[BEGIN]
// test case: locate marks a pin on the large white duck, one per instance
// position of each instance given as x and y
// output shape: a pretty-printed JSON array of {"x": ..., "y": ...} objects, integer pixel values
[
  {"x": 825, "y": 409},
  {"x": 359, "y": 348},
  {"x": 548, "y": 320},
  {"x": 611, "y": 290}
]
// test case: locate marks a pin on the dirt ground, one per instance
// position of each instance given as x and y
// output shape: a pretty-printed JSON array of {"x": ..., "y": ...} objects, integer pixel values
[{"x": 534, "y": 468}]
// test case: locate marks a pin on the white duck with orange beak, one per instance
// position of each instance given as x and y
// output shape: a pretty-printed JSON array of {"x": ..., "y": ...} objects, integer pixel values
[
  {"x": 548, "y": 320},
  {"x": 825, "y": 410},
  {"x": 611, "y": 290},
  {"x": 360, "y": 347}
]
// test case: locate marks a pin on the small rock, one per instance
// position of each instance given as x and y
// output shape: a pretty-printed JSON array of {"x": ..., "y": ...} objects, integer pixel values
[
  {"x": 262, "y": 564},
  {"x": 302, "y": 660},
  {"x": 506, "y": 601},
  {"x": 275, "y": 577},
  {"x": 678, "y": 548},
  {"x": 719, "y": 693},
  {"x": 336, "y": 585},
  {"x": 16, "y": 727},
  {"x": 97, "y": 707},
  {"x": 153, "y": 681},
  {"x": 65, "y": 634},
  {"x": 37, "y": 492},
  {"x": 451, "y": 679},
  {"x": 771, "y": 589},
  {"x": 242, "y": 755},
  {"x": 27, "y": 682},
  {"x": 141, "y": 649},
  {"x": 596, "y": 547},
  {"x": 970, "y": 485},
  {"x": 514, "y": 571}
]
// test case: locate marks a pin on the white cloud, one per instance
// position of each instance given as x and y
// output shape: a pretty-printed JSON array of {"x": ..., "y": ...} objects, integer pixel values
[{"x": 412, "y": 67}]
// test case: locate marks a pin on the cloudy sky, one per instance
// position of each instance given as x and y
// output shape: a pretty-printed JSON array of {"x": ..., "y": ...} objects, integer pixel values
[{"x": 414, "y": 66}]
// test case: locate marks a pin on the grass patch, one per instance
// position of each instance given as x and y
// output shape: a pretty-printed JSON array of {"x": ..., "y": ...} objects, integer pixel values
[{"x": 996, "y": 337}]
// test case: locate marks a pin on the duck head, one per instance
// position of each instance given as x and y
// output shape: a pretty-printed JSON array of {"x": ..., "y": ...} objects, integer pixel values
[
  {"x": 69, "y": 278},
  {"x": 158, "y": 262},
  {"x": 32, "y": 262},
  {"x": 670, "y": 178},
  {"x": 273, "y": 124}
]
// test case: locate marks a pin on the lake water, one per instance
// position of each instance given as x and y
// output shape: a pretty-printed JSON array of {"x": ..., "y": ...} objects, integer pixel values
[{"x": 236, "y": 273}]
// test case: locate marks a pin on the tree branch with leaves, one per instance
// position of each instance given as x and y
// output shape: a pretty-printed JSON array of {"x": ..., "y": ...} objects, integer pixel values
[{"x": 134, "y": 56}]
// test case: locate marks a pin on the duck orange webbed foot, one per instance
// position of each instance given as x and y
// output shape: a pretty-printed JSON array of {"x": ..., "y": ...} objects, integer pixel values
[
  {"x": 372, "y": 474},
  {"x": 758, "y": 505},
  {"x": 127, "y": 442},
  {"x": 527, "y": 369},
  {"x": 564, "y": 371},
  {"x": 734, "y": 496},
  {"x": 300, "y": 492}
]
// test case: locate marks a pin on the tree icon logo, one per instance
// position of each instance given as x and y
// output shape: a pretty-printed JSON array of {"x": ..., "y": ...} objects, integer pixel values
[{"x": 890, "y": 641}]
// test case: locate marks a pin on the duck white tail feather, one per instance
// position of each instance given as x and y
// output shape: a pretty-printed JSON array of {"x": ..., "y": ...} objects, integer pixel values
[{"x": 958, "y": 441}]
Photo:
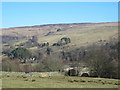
[END]
Copy every one of the records above line for line, with no changes, and leave the pictures out of your copy.

> **Answer to the task**
// test case: locate marks a pin on the large white duck, one per instance
// position of each instance given as x and y
// output shape: a pretty-printed JSON array of {"x": ..., "y": ...} objects, integer pixel values
[
  {"x": 825, "y": 409},
  {"x": 359, "y": 348},
  {"x": 548, "y": 320},
  {"x": 611, "y": 290}
]
// test case: locate marks a pin on the dirt ground, one per instance
// position of each instance given as x and y
// output shape: a pretty-printed JSON array of {"x": ..., "y": ...} objects, integer pixel values
[{"x": 534, "y": 468}]
// test case: locate marks a pin on the white duck with orange beak, one per instance
// position of each instance given as x and y
// output shape: a pretty-printed JSON array of {"x": ..., "y": ...} objects, integer pixel values
[
  {"x": 548, "y": 320},
  {"x": 825, "y": 410},
  {"x": 611, "y": 290},
  {"x": 360, "y": 347}
]
// test case: locate marks a pin on the small rock, one per instance
// position of each instance given as x and y
// output shape: a pretty-printed JSON array of {"x": ..., "y": ...} objects, integer pixel values
[
  {"x": 262, "y": 564},
  {"x": 302, "y": 660},
  {"x": 506, "y": 601},
  {"x": 275, "y": 577},
  {"x": 678, "y": 548},
  {"x": 719, "y": 693},
  {"x": 336, "y": 585},
  {"x": 16, "y": 727},
  {"x": 97, "y": 707},
  {"x": 153, "y": 681},
  {"x": 65, "y": 634},
  {"x": 37, "y": 492},
  {"x": 451, "y": 679},
  {"x": 771, "y": 589},
  {"x": 242, "y": 755},
  {"x": 27, "y": 682},
  {"x": 141, "y": 649},
  {"x": 596, "y": 547},
  {"x": 970, "y": 485},
  {"x": 514, "y": 571}
]
// test case: locate marks a pin on the white cloud, one per instance
// position of each instance given as x and y
// output shape: a pretty-printed JSON array of {"x": ..., "y": ...} objects, integer pixel values
[{"x": 412, "y": 67}]
// test case: locate marks a pin on the cloudy sky, one per instance
// position of each instance given as x and y
// output shape: a pretty-printed JSON array of {"x": ..., "y": ...} objects, integer pixel values
[{"x": 414, "y": 66}]
// test case: locate marks a pin on the grass patch, one per instance
// position of each instance given as x and y
// output shape: a pretty-printed JSON array of {"x": ..., "y": ...} objects, integer pixel values
[{"x": 996, "y": 337}]
// test case: locate marks a pin on the duck head, one per instance
// position of each instance given as x and y
// output shape: a pretty-printed JSON array of {"x": ..., "y": ...} objects, integer pixel values
[
  {"x": 69, "y": 278},
  {"x": 158, "y": 262},
  {"x": 32, "y": 262},
  {"x": 670, "y": 178},
  {"x": 273, "y": 124}
]
// test case: locate marks a pin on the lake water, one per instance
// position of each instance given as x and y
// output shape: a pretty-printed JSON array of {"x": ..., "y": ...} objects, integer pixel values
[{"x": 236, "y": 273}]
// test case: locate marks a pin on the tree branch with leaves, one per instance
// position of each instance given as x and y
// output shape: a pretty-printed JSON array of {"x": ..., "y": ...} objects, integer pixel values
[{"x": 134, "y": 56}]
// test case: locate marks a pin on the duck orange webbed foot, one per instance
// position of each instance given as x and y
// output shape: a pretty-printed JSON array of {"x": ..., "y": ...} objects, integer pixel values
[
  {"x": 372, "y": 474},
  {"x": 758, "y": 505},
  {"x": 127, "y": 442},
  {"x": 527, "y": 369},
  {"x": 564, "y": 371},
  {"x": 734, "y": 496},
  {"x": 300, "y": 492}
]
// test case: locate marks a pin on the tree icon logo, one per instance
// position of each instance given as x and y
// output shape: a pretty-printed JSON array of {"x": ..., "y": ...} objects, integer pixel values
[{"x": 890, "y": 641}]
// test case: locate marks a pin on the duck white tail feather, one per instance
// position of each instance given as x and y
// output shape: a pretty-printed JSON array of {"x": ..., "y": ...} objects, integer pixel values
[{"x": 958, "y": 441}]
Photo:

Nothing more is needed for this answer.